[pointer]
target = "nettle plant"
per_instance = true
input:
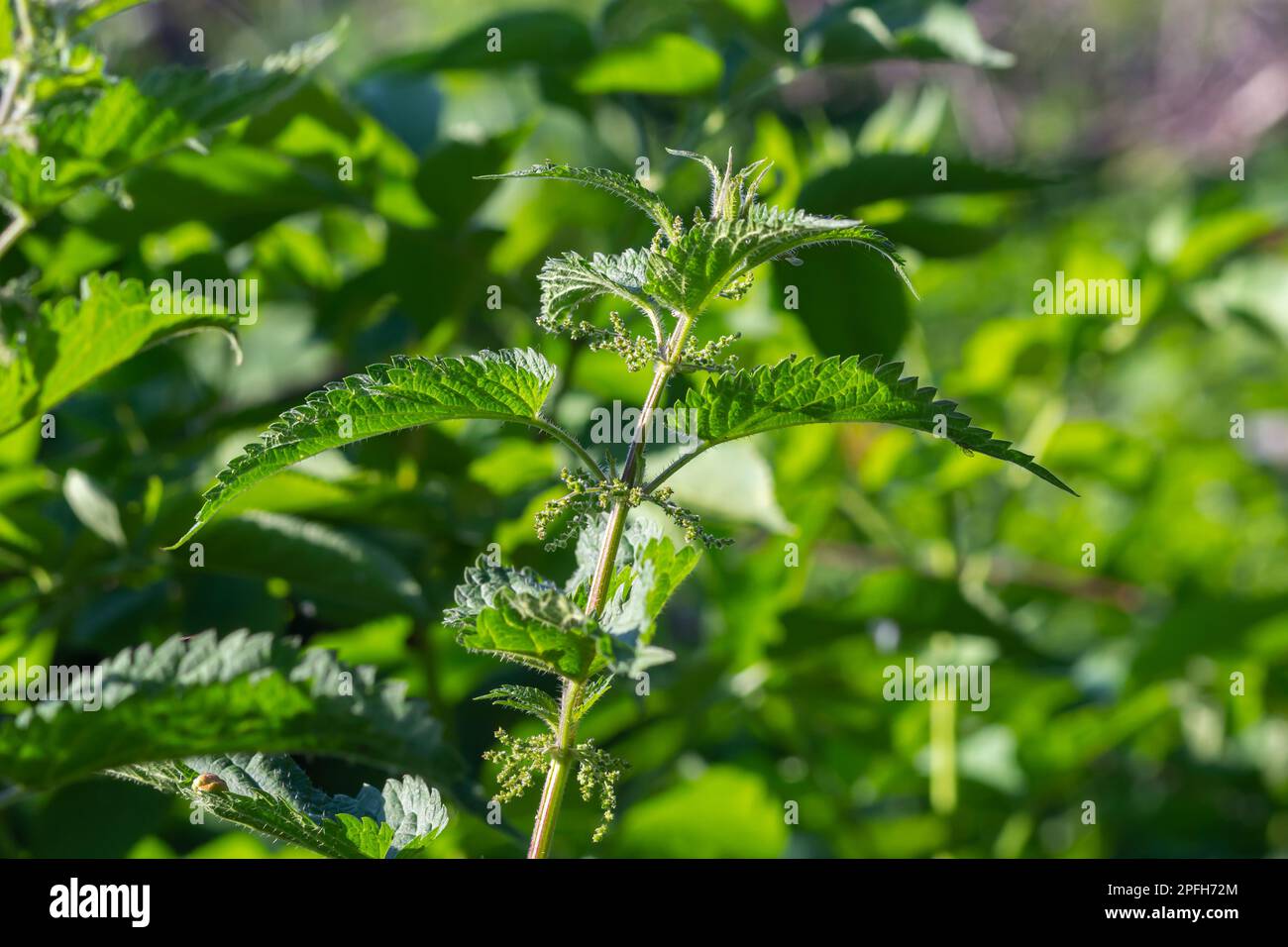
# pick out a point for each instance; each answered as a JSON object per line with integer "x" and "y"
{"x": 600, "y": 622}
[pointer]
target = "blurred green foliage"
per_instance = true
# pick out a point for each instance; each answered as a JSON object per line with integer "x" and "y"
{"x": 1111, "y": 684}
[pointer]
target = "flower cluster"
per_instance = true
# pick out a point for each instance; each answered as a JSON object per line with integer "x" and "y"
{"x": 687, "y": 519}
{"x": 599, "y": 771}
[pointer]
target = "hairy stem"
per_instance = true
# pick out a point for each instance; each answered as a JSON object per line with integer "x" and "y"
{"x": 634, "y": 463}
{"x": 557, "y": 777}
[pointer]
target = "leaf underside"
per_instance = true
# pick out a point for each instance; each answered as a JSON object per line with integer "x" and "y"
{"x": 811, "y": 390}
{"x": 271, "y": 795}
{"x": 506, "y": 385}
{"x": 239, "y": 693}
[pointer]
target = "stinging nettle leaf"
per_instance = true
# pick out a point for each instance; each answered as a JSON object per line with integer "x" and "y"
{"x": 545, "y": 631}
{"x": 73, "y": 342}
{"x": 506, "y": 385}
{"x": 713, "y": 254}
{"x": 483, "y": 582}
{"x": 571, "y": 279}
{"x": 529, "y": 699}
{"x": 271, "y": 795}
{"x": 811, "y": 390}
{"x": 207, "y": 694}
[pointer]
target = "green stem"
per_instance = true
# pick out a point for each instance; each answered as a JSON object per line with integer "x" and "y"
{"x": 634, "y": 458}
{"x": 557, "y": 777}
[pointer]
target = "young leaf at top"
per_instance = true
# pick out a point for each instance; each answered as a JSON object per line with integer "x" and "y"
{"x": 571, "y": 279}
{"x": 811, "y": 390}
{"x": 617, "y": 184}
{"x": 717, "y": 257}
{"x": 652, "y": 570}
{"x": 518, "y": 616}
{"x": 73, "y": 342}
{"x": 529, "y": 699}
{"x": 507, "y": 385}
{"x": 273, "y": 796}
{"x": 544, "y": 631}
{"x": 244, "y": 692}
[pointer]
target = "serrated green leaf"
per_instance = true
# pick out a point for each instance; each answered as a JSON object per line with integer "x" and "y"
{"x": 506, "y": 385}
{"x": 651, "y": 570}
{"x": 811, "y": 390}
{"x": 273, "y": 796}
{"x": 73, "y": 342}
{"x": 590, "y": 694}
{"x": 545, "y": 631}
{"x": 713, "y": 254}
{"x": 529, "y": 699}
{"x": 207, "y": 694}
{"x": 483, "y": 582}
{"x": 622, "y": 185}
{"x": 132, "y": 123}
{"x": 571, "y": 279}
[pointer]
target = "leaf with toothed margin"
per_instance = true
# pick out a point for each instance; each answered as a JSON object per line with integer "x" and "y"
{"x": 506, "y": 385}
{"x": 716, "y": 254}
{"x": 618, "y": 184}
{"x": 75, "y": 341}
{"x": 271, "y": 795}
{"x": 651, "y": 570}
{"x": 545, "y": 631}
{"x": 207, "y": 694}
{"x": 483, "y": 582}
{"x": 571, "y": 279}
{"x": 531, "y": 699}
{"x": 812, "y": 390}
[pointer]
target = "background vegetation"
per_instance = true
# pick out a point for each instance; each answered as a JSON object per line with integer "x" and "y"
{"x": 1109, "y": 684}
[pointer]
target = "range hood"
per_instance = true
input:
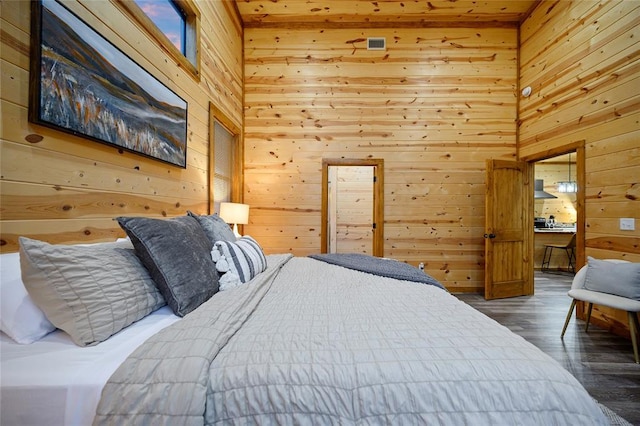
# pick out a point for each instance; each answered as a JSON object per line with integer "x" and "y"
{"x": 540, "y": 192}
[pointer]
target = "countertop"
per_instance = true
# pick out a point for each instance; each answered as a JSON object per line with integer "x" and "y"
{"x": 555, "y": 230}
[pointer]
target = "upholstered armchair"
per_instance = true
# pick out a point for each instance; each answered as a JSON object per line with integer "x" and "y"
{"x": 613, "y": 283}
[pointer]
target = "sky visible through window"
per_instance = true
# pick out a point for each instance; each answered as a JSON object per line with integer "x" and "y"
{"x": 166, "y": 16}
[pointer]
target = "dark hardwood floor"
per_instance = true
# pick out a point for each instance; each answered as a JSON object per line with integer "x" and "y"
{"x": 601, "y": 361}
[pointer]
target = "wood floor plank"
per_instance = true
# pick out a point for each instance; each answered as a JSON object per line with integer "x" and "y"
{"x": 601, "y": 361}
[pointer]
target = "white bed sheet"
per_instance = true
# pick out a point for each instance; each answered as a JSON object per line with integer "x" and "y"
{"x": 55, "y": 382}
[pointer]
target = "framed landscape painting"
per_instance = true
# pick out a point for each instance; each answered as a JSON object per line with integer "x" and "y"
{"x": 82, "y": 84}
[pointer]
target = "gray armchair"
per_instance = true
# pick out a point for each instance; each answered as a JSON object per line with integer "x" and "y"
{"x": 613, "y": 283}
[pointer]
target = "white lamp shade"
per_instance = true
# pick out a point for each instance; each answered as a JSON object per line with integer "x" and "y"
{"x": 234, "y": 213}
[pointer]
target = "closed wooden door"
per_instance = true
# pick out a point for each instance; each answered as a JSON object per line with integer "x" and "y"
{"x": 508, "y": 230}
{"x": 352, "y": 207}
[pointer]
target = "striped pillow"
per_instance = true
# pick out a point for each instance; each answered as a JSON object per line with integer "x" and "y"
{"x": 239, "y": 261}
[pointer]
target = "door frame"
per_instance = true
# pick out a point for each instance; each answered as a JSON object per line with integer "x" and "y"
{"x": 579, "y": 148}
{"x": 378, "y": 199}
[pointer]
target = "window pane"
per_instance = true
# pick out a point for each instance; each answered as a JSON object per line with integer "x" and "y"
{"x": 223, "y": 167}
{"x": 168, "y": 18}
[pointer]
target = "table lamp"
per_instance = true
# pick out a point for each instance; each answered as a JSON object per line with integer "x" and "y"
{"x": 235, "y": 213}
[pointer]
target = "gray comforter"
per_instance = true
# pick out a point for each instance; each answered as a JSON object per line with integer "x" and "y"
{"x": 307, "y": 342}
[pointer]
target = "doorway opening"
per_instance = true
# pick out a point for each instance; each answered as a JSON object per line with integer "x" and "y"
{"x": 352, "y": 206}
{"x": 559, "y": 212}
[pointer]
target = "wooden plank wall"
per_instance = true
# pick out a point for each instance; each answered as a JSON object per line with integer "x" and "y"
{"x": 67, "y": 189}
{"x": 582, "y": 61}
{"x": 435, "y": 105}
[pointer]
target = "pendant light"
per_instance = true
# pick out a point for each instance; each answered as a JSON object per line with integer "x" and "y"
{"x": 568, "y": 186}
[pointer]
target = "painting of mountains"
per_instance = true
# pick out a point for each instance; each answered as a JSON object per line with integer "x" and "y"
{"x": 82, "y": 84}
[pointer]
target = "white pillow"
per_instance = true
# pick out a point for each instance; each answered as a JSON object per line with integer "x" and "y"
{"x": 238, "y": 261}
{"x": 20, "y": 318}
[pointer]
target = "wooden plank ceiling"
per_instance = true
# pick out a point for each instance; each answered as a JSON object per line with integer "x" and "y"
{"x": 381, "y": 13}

# # #

Assigned task – The expected output is the full data above, reproduced exactly with no images.

Response area –
[pointer]
target = "nettle plant"
per_instance = true
input:
# pick out a point for each instance; each answered as a JSON object per line with integer "x" and "y"
{"x": 600, "y": 622}
[pointer]
target = "blurred green foliage"
per_instance = true
# pick out a point for each instance; each answered as a JSON object per line with integer "x" and "y"
{"x": 1111, "y": 684}
[pointer]
target = "flower cluster"
per_instance = true
# pick out a point for each instance; each answered as a JSON object per line with integer "x" and "y"
{"x": 687, "y": 519}
{"x": 599, "y": 771}
[pointer]
target = "hairy stem"
per_instance = true
# pick out a point for each instance; each answered as a JSON object per line with integer "x" and "y"
{"x": 634, "y": 463}
{"x": 557, "y": 777}
[pointer]
target = "leaf underside"
per_instance = true
# pick out a point for each instance; each answered as a JSON object per line with integer "x" and "y"
{"x": 811, "y": 390}
{"x": 271, "y": 795}
{"x": 506, "y": 385}
{"x": 239, "y": 693}
[pointer]
target = "stinging nettle leaf"
per_instance = true
# pick out a point for each instance; each answered as a JSON object per line with integer "x" and "y"
{"x": 545, "y": 631}
{"x": 73, "y": 342}
{"x": 506, "y": 385}
{"x": 713, "y": 254}
{"x": 483, "y": 582}
{"x": 571, "y": 279}
{"x": 529, "y": 699}
{"x": 271, "y": 795}
{"x": 811, "y": 390}
{"x": 207, "y": 694}
[pointer]
target = "green stem"
per_instance = true
# pick out a point for each instance; each answered as a JSON object per line with integer "x" and "y"
{"x": 634, "y": 458}
{"x": 557, "y": 777}
[pointer]
target = "young leaf at top"
per_instance = true
# pick out a point for each instance; each answered as a JSON object per line with integer "x" and "y"
{"x": 571, "y": 279}
{"x": 811, "y": 390}
{"x": 617, "y": 184}
{"x": 717, "y": 257}
{"x": 652, "y": 570}
{"x": 518, "y": 616}
{"x": 73, "y": 342}
{"x": 529, "y": 699}
{"x": 507, "y": 385}
{"x": 273, "y": 796}
{"x": 544, "y": 631}
{"x": 244, "y": 692}
[pointer]
target = "serrated green leaf"
per_instance = true
# pick out a point for each instance; each answered as a JSON object per line with integer "x" and "y"
{"x": 506, "y": 385}
{"x": 651, "y": 570}
{"x": 811, "y": 390}
{"x": 273, "y": 796}
{"x": 73, "y": 342}
{"x": 590, "y": 694}
{"x": 545, "y": 631}
{"x": 713, "y": 254}
{"x": 529, "y": 699}
{"x": 207, "y": 694}
{"x": 483, "y": 582}
{"x": 622, "y": 185}
{"x": 132, "y": 123}
{"x": 571, "y": 279}
[pointer]
target = "leaf with toothed margin"
per_instance = true
# pick out a point for each instance; each answered as a JSON object per line with integer "x" and "y"
{"x": 506, "y": 385}
{"x": 716, "y": 254}
{"x": 618, "y": 184}
{"x": 75, "y": 341}
{"x": 271, "y": 795}
{"x": 651, "y": 570}
{"x": 545, "y": 631}
{"x": 207, "y": 694}
{"x": 483, "y": 582}
{"x": 571, "y": 279}
{"x": 531, "y": 699}
{"x": 812, "y": 390}
[pointer]
target = "background vegetation"
per_instance = true
# pick out a point for each instance; each answered as a JSON object per line with integer "x" and "y"
{"x": 1109, "y": 684}
[pointer]
target = "range hood"
per_instance = true
input:
# pick out a point for each instance; each answered as a JSON object per line with integer "x" and "y"
{"x": 540, "y": 192}
[pointer]
target = "countertop"
per_instance = true
# pick out a point for each instance; each answered as a JSON object per line with integer "x" and "y"
{"x": 555, "y": 230}
[pointer]
target = "upholstered armchair"
per_instance = true
# pick out a point for each instance; each answered as a JSON object per line with integer "x" and "y"
{"x": 613, "y": 283}
[pointer]
target = "sky visible through window"
per_instance = true
# pick out a point for each instance; each answered as a JSON object per line with integer "x" and "y"
{"x": 166, "y": 16}
[pointer]
target = "dark hardwood floor"
per_instance = true
# pick out a point for each instance; each answered as a JSON object per line with integer "x" and "y"
{"x": 601, "y": 361}
[pointer]
target = "wood floor plank"
per_instance = true
# pick out a point for each instance; each answered as a JSON object per line with integer "x" and "y"
{"x": 601, "y": 361}
[pointer]
target = "white bed sheet"
per_instance = true
# pick out a point for each instance; each answered as a JSON object per line with integer "x" and "y"
{"x": 55, "y": 382}
[pointer]
target = "framed landscape painting"
per_instance = true
# pick out a point for each instance; each answered as a JSON object per line with integer "x" and "y"
{"x": 82, "y": 84}
[pointer]
target = "gray armchair"
per_instance = true
# pick out a point for each instance; each answered as a JSON object per line with integer "x" and "y"
{"x": 613, "y": 283}
[pointer]
target = "white lamp shade"
per_instance = true
# pick out a point for each instance; each answered as a JSON object per line with integer "x" and "y"
{"x": 234, "y": 213}
[pointer]
target = "closed wooden door"
per_instance = true
# pick out a point for each instance; each answered as a JSON object per line with integer "x" and "y"
{"x": 508, "y": 230}
{"x": 352, "y": 207}
[pointer]
target = "striped pillow"
per_instance = true
# pick out a point for each instance; each answered as a JSON object per line with integer "x" and "y"
{"x": 239, "y": 261}
[pointer]
target = "door frame"
per_instance = true
# pick out a point for each instance; each answered as a JSON object per line with integer "x" and "y"
{"x": 579, "y": 148}
{"x": 378, "y": 199}
[pointer]
target = "window pane"
per_instance = true
# pick out a point for each instance; each answered as a JSON object per line with integer "x" and "y"
{"x": 223, "y": 167}
{"x": 168, "y": 18}
[pointer]
target = "table lamp"
per_instance = true
# pick out a point for each instance; each answered as a JSON object per line with integer "x" and "y"
{"x": 235, "y": 213}
[pointer]
target = "gray comforter"
per_instance = true
# pick out a point for each instance; each answered as a JSON object per line with integer "x" and "y"
{"x": 307, "y": 342}
[pointer]
target = "doorway opening"
per_instance = true
# pick out a point for each instance; each answered as a JSON object per line with integer "x" and "y"
{"x": 352, "y": 206}
{"x": 559, "y": 212}
[pointer]
target = "wooden plank wall"
per_instance = true
# pick out a point for each instance; each answered as a JSON object per line with integer "x" and "y"
{"x": 67, "y": 189}
{"x": 582, "y": 61}
{"x": 435, "y": 105}
[pointer]
target = "pendant light"
per_instance = true
# pick out a point for each instance; each answered as a JSON object per line with integer "x" and "y"
{"x": 568, "y": 186}
[pointer]
target = "painting of mountains"
per_instance = true
# pick out a point for each instance; each answered as a JSON object per line with integer "x" and "y"
{"x": 82, "y": 84}
[pointer]
target = "white pillow"
per_instance = true
# pick out a point for each instance; each answered as a JSON object per line with integer "x" and "y"
{"x": 238, "y": 261}
{"x": 20, "y": 318}
[pointer]
target = "wooden plank ceiling"
per_instance = true
# pick out a point for each instance; each answered as a JSON object per line with integer "x" and "y"
{"x": 381, "y": 13}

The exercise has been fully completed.